What needs to be done —
Reproduce the material from the line containing "it: point(515, 433)." up to and including the line containing "point(298, 304)", leaving the pictures out.

[start Data]

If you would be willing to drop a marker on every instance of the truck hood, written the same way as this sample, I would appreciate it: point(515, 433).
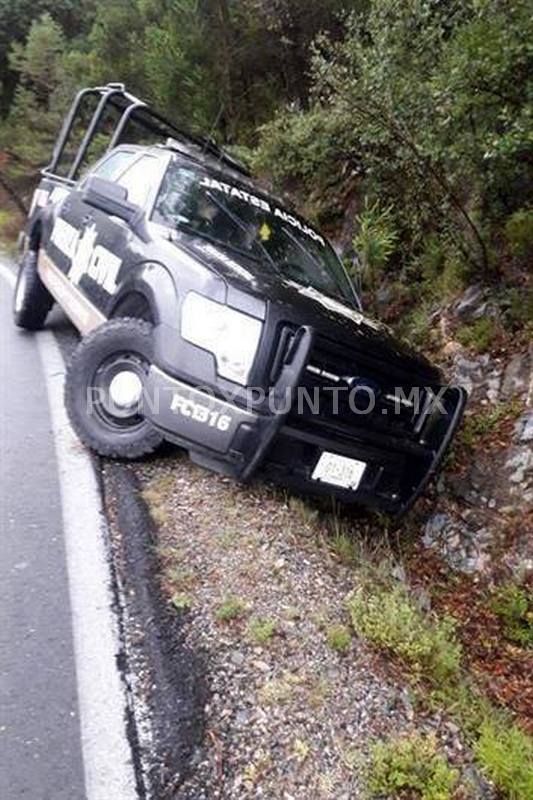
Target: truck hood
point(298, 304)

[end Data]
[start Data]

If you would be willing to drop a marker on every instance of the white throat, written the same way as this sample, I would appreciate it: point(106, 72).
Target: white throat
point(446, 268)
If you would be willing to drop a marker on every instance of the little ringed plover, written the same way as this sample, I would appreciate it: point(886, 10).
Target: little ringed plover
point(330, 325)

[end Data]

The response —
If you would be willing to drop a marker on every instance of the truck hood, written the same way as this sample, I would appreciate it: point(515, 433).
Target: truck hood
point(298, 304)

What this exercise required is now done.